Extracted text ::
☆ ☆ ☆ ☆ ☆ ☆ ☆

# Is it common for a tank to start leaking...



## Coldcat (21/2/17)

So big Baby Baby Beast with RBA in. Wicked it about 5 days ago. Been vaping with no issues. Suddenly right now it's leaking like mad after I filled it. I only fill the tank just below half way so I get to change flavours more frequently, previous 3 liquids I filled up today not leaked. not been swinging the mod around or doing anything new out of the ordinary. Don't have anything on me to rewick at work.. Kind of a nightmare.

My question is, is it common to do this after some time? Perhaps I didn't wick right first time and it's finally catching up with me now, who knows...


----------



## William Vermaak (21/2/17)

I've had that before as well @Coldcat. It is usually me screwing up wicking somewhere. I carry a factory coil with me for just in case so I can just pop it in.

I guess it's what the old vapers call the learning curve

Reactions: Like 2


----------



## SmokeyJoe (21/2/17)

Im not familiar with the Baby Beast, but when my Serpent Mini does this, i usually just take out all the o-rings, clean and reseat

Reactions: Agree 1 | Informative 1 | Useful 1


----------



## Kalashnikov (21/2/17)

There is 1 thing that goes hand in hand with vaping. And thats a tissue. Because everything can leak. Even tanks that are leak proof. Very common to be covered in juice. your wicks probably just moved slightly. Try maybe wicking every 4 days or so. Wicks generally get damaged over time.

Reactions: Agree 2


----------



## William Vermaak (21/2/17)

LMAO very true @Kalashnikov. I usually re-wick all my tanks every weekend. Although this weekend's wicking was a bit of a screw up. My wife nagged me to go to bed so I rushed one, and the next morning the whole tank leaked out onto the desk

Reactions: Can relate 3


----------



## Rob Fisher (21/2/17)

Wicking and O-Rings.

☆ ☆ ☆ ☆ ☆ ☆ ☆

(Dataset excerpt)
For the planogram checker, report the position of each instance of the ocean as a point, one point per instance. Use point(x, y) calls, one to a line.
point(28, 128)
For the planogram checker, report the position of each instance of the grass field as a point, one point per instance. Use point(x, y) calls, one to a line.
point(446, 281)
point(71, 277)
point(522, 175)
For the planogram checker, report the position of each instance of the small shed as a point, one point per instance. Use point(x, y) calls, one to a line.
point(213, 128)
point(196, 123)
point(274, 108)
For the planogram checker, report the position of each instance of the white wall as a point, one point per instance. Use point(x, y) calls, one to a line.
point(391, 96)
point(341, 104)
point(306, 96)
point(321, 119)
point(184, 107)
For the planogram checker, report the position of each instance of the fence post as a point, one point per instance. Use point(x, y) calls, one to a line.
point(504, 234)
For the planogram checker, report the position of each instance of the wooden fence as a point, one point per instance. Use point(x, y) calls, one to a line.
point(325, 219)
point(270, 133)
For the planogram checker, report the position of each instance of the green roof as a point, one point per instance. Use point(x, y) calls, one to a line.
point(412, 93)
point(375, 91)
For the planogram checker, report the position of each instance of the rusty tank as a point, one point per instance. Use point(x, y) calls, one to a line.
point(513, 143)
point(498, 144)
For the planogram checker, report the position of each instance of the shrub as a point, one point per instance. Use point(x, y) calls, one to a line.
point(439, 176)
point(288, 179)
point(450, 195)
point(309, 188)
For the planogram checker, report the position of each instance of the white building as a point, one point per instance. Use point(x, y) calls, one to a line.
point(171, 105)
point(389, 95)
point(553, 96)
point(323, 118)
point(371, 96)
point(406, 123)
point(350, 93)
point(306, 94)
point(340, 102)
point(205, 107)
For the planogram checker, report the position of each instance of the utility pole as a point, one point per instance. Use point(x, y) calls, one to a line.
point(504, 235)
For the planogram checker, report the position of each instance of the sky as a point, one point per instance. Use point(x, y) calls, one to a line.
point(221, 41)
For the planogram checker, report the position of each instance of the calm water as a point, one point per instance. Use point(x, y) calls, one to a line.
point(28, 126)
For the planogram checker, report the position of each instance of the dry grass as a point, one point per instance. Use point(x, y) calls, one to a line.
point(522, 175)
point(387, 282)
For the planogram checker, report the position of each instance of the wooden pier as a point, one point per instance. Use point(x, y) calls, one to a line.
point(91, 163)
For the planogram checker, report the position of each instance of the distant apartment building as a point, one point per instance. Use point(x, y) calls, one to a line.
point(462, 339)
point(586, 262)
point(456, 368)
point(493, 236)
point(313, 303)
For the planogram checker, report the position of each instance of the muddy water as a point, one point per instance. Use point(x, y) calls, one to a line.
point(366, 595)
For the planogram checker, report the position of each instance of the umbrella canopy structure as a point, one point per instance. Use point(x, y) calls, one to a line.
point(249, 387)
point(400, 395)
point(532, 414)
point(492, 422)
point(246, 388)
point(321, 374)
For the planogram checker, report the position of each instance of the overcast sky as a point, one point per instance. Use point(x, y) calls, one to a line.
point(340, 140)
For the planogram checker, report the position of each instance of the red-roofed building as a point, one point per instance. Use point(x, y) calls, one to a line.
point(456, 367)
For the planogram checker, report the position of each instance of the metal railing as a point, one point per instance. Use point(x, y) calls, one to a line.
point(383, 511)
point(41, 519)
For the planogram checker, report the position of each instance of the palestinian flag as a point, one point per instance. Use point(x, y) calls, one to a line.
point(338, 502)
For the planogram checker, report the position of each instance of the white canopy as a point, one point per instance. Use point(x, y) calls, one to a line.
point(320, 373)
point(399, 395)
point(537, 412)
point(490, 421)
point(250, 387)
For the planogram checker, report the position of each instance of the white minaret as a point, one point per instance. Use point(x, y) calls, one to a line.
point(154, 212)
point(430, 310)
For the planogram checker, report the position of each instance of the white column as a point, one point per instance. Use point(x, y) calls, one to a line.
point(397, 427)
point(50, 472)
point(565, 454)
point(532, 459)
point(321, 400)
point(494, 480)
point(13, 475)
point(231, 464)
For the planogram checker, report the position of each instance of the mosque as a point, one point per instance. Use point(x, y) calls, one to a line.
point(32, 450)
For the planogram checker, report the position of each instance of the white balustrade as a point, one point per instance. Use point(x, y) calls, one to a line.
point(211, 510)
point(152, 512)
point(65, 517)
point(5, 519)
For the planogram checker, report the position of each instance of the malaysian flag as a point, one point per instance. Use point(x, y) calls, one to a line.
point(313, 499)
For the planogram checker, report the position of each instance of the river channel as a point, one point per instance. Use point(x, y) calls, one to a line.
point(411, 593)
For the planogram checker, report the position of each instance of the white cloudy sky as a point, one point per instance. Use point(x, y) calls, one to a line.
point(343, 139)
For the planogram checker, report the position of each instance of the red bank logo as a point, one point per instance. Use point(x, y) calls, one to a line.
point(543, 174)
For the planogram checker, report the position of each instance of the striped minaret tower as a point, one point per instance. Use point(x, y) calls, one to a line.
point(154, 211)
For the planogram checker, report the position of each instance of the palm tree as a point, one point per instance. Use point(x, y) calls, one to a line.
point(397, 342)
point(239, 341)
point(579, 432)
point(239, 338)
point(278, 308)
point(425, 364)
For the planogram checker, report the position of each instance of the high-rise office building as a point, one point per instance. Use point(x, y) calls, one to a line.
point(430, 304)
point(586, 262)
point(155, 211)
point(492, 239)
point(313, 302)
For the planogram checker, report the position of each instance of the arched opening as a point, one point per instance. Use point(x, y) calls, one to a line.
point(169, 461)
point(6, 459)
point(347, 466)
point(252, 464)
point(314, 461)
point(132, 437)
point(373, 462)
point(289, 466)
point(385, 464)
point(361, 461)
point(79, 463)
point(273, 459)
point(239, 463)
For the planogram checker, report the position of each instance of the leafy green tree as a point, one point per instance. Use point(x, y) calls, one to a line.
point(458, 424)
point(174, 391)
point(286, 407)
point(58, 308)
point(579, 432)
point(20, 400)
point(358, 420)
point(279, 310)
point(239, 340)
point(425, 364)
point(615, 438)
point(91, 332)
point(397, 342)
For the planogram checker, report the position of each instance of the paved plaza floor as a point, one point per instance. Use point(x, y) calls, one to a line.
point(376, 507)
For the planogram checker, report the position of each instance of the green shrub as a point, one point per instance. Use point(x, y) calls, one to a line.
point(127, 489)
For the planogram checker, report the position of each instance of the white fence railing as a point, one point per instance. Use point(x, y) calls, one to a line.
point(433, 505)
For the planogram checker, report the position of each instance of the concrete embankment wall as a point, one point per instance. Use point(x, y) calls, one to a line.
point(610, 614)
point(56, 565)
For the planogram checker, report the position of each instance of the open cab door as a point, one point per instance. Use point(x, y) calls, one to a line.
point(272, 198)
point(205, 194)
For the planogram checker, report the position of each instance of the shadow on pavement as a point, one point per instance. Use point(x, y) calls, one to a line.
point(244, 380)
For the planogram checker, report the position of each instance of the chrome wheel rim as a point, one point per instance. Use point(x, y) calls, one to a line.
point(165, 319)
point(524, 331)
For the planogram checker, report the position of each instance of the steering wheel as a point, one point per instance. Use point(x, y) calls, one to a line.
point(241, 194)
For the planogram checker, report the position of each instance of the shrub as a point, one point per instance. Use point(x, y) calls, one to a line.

☆ ☆ ☆ ☆ ☆ ☆ ☆

Task list ::
1) In two sentences, summarize the forum thread about the leaking tank.
2) Resize the stretch of entries from the line containing "the wooden pier" through the line containing "point(456, 367)", and give every line in that stretch again, requests included. Multiply each point coordinate in the answers by 1.45 and round to whole numbers, with halves rounded up.
The forum thread and the entries come from unrelated sources.

Answers for this exercise ::
1) A user whose Baby Beast tank with an RBA, wicked about five days earlier, suddenly started leaking badly after a refill asks whether this commonly happens after some time. Replies blame botched or shifted wicking and wicks that wear out, and suggest carrying a factory coil, cleaning and reseating the o-rings, and re-wicking every few days, since everything can leak.

2)
For the planogram checker, report the position of each instance of the wooden pier as a point, one point per instance. Use point(x, y) calls, one to a line.
point(132, 236)
For the planogram checker, report the position of each instance of the distant apartment building as a point, one point per instance. Use point(x, y) calls, one to a line.
point(670, 492)
point(850, 380)
point(661, 534)
point(715, 342)
point(454, 439)
For the planogram checker, report the position of each instance of the muddy water as a point, one point per instance. Use point(x, y) calls, one to a line.
point(531, 863)
For the planogram checker, report the position of each instance of the umbrella canopy structure as a point, one point per instance. Use point(x, y) calls, one to a line.
point(361, 561)
point(580, 573)
point(771, 600)
point(713, 612)
point(357, 563)
point(465, 542)
For the planogram checker, report the position of each instance of the overcast sky as a point, one point per instance. Use point(x, y) calls, one to a line.
point(493, 203)
For the planogram checker, report the position of each instance of the red-roofed building as a point, one point per instance. Use point(x, y) calls, one to a line.
point(661, 532)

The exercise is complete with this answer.